- **EXTRAIT**:
----

Michaël Fayret, botaniste, et producteur de plantes et fleurs comestibles, vient de faire nettoyer son puits, à Sainte-Croix, par le puisatier. « J’ai fait appel à Jérôme pour vider et nettoyer un puits sur mon terrain, qui présentait un trop plein d’eau. Nous avons tous les deux retiré 1m50 de vase ; même la pompe, que je croyais finie, était en fait simplement prise. En quelques jours à peine, on voit déjà la différence: la veine d’eau s’est re-activée, le puits s’est rempli, et le débit est régulier ». Michaël destine son puits à l’irrigation de ses plantations. « Comme l’eau du puits ne gèle pas forcément (-si l’eau est puisée en dessous de la ligne du gel-) prochainement, j’aimerais tester un système d’aspersion aérien, anti-gel, pour hydrater mes plantes en hiver. A l’avenir, je n’exclue pas d’abreuver les animaux de ma ferme, en court d’installation ».

----

- **DONNÉES DE L'EXERCICE**:
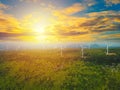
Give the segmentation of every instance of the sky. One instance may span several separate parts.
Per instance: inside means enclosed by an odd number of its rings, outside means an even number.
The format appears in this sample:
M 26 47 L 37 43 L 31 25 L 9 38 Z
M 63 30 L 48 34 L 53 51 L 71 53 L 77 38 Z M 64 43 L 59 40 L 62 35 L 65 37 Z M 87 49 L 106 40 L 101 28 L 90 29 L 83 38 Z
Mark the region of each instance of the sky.
M 120 42 L 120 0 L 0 0 L 0 43 Z

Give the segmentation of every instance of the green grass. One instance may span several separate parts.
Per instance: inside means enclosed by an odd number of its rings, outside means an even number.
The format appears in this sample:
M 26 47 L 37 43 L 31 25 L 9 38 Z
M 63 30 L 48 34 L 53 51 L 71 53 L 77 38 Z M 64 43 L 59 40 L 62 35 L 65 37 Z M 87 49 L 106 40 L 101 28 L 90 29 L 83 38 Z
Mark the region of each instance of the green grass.
M 0 90 L 120 90 L 120 49 L 0 51 Z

----

- **CONSIGNES**:
(a) Indiquez combien de lignes des enregistrements contiennent le mot « every », en respectant la casse. Répondez uniquement par ce nombre.
(b) Reprenez le texte sur le nettoyage du puits de Michaël Fayret à la suite de sa dernière phrase.

- **CORRIGÉS**:
(a) 2

(b)
Le forage, pour des consommations plus importantes

Lionel Comby, à la tête de l’entreprise de forage Batco depuis 2018, travaille avec le sourcier depuis un an. Avant de faire un forage, le client recourt d’abord à l’analyse du sourcier. Le foreur, tout comme Michaël Fayret, confirment l’efficacité de M. Souques pour ses interventions. « Aujourd’hui comme demain, chez nous en Aveyron, le vrai problème selon moi n’est pas tant le manque d’eau, mais plutôt la gestion des stocks sur la durée… et la qualité de cette eau. Même dans un territoire préservé et qualitatif comme le nôtre, la potabilité de l’eau est bien devenue cette problématique et enjeu majeur de notre époque, au delà de nos frontières » estime Lionel Comby. Il en évoque d’autres : « nous ne sommes pas les départements les plus peuplés, et dès qu’il y a un surplus de consommation d’eau, en périodes touristiques par exemple, nos réseaux de tuyauterie, qui n’ont pas été calibrés assez gros, ont un peu de mal. L’eau arrive en débit réduit, et souvent, les agriculteurs sont en dernière ligne ».
Le métier de foreur, lui aussi, tend à se raréfier. De fait, les deux spécialistes interviennent tous deux dans la moitié de la France, du Roussillon jusqu’à Orléans ou Clermont-Ferrand.

Elisa Llop ©VP12

Témoignages de forage Batco

Gisèle Raffy, éleveuse bovin viande à Saint-Santin (Aveyron)
Gisèle et Christian Raffy ont réfléchi à un projet de forage suite aux augmentations du coût de l’eau. « Il arrive que nos bêtes endommagent des tuyaux ou conduites et s’il y a des fuites les factures deviennent vite très conséquentes ! Notre fils a vu un forage chez un agriculteur et il a été convaincu ».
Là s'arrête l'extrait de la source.